I have written a number of points below, of which the last two seem the most important. I’d like to rewrite this into a fuller essay at some point, but I’d prefer to post a rough version now and hold the option of editing later.
- It’s hard to tell if someone is a great parent. If you can’t measure something, you can’t reward it. And it’s not feasible to reward (with status) mere participation.
- Relatedly, the variance in outcome is not driven by skill to the extent it is in other types of work.
- Genetics determine about half the variance in many measurable traits people care about.
- Even the best parent will see a lot of variance in their children, in a way an excellent software engineer will not.
- I do think there is such a thing as a 20x parent. But I don’t think there’s such a thing as a 100x parent, whereas I do think there is such a thing as a 100x engineer.
- This is half because the floor is high with parenting (assuming no abuse, but not assuming no neglect).
- …and half because the ceiling is lower. No matter how amazing a parent you are, you will probably be a small part of their psychological lives after their preteen years. There isn’t such a thing as parenting 100 children or working 80 hour weeks as a parent.

◆ EXCERPTED DATA
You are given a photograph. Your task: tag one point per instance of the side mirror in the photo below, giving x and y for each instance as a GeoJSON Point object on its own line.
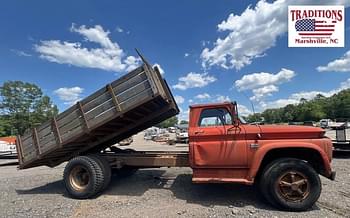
{"type": "Point", "coordinates": [235, 116]}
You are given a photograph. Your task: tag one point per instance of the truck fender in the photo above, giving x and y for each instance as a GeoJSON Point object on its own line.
{"type": "Point", "coordinates": [262, 151]}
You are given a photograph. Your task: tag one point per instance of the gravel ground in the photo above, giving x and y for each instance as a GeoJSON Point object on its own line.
{"type": "Point", "coordinates": [163, 192]}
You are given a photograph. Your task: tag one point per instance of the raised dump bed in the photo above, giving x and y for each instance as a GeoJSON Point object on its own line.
{"type": "Point", "coordinates": [124, 107]}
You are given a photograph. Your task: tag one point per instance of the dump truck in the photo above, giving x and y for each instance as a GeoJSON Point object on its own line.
{"type": "Point", "coordinates": [283, 162]}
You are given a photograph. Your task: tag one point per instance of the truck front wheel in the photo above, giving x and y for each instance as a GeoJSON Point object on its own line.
{"type": "Point", "coordinates": [83, 177]}
{"type": "Point", "coordinates": [292, 184]}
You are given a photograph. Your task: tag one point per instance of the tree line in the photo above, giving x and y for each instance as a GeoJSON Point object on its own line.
{"type": "Point", "coordinates": [23, 105]}
{"type": "Point", "coordinates": [335, 107]}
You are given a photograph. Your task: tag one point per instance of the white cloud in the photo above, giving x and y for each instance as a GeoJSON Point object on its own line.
{"type": "Point", "coordinates": [256, 80]}
{"type": "Point", "coordinates": [119, 30]}
{"type": "Point", "coordinates": [251, 33]}
{"type": "Point", "coordinates": [20, 53]}
{"type": "Point", "coordinates": [339, 65]}
{"type": "Point", "coordinates": [202, 96]}
{"type": "Point", "coordinates": [179, 99]}
{"type": "Point", "coordinates": [159, 68]}
{"type": "Point", "coordinates": [308, 95]}
{"type": "Point", "coordinates": [243, 110]}
{"type": "Point", "coordinates": [69, 96]}
{"type": "Point", "coordinates": [132, 63]}
{"type": "Point", "coordinates": [261, 93]}
{"type": "Point", "coordinates": [194, 80]}
{"type": "Point", "coordinates": [222, 98]}
{"type": "Point", "coordinates": [109, 56]}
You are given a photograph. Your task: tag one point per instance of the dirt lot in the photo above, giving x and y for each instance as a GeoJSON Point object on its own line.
{"type": "Point", "coordinates": [156, 193]}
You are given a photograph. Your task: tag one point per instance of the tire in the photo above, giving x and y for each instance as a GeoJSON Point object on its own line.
{"type": "Point", "coordinates": [83, 177]}
{"type": "Point", "coordinates": [291, 184]}
{"type": "Point", "coordinates": [263, 183]}
{"type": "Point", "coordinates": [106, 169]}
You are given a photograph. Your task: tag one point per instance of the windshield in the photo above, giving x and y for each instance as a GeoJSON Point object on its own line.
{"type": "Point", "coordinates": [242, 120]}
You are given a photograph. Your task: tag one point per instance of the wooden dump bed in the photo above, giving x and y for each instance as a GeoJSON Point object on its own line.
{"type": "Point", "coordinates": [124, 107]}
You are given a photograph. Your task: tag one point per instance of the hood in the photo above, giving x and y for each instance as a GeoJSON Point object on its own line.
{"type": "Point", "coordinates": [290, 132]}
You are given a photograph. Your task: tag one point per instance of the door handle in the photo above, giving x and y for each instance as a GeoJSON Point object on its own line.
{"type": "Point", "coordinates": [198, 132]}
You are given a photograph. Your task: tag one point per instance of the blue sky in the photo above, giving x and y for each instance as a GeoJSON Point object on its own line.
{"type": "Point", "coordinates": [209, 50]}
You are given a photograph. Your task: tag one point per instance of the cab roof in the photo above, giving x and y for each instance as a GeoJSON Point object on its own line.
{"type": "Point", "coordinates": [226, 103]}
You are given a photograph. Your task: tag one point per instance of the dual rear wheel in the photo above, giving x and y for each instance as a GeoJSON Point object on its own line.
{"type": "Point", "coordinates": [87, 176]}
{"type": "Point", "coordinates": [290, 184]}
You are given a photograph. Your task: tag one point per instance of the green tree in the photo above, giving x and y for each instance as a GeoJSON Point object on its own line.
{"type": "Point", "coordinates": [23, 106]}
{"type": "Point", "coordinates": [183, 122]}
{"type": "Point", "coordinates": [172, 121]}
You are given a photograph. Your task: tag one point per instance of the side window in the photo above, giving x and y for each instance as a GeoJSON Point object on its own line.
{"type": "Point", "coordinates": [215, 117]}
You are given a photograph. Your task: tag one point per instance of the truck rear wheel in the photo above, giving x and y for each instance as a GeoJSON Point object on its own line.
{"type": "Point", "coordinates": [292, 184]}
{"type": "Point", "coordinates": [83, 177]}
{"type": "Point", "coordinates": [106, 169]}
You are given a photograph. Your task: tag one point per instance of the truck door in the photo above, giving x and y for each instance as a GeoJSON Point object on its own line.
{"type": "Point", "coordinates": [215, 141]}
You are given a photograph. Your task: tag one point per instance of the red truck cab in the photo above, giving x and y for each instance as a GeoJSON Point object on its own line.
{"type": "Point", "coordinates": [284, 161]}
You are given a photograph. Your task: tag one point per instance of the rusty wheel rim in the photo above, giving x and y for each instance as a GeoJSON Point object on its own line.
{"type": "Point", "coordinates": [293, 186]}
{"type": "Point", "coordinates": [79, 178]}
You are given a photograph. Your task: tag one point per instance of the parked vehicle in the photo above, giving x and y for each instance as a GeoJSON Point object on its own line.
{"type": "Point", "coordinates": [324, 123]}
{"type": "Point", "coordinates": [309, 123]}
{"type": "Point", "coordinates": [283, 161]}
{"type": "Point", "coordinates": [172, 129]}
{"type": "Point", "coordinates": [126, 141]}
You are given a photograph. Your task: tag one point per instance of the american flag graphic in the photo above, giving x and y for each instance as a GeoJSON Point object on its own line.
{"type": "Point", "coordinates": [314, 28]}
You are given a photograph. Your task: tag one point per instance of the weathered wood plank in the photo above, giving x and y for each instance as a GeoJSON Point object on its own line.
{"type": "Point", "coordinates": [72, 125]}
{"type": "Point", "coordinates": [82, 113]}
{"type": "Point", "coordinates": [108, 105]}
{"type": "Point", "coordinates": [114, 98]}
{"type": "Point", "coordinates": [91, 105]}
{"type": "Point", "coordinates": [19, 149]}
{"type": "Point", "coordinates": [134, 91]}
{"type": "Point", "coordinates": [67, 119]}
{"type": "Point", "coordinates": [66, 137]}
{"type": "Point", "coordinates": [148, 93]}
{"type": "Point", "coordinates": [65, 134]}
{"type": "Point", "coordinates": [56, 131]}
{"type": "Point", "coordinates": [36, 142]}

◆ EXERCISE BRIEF
In the notes on parenting, about how much of the variance in many measurable traits people care about is determined by genetics?

◆ SOLUTION TO THIS PROBLEM
About half.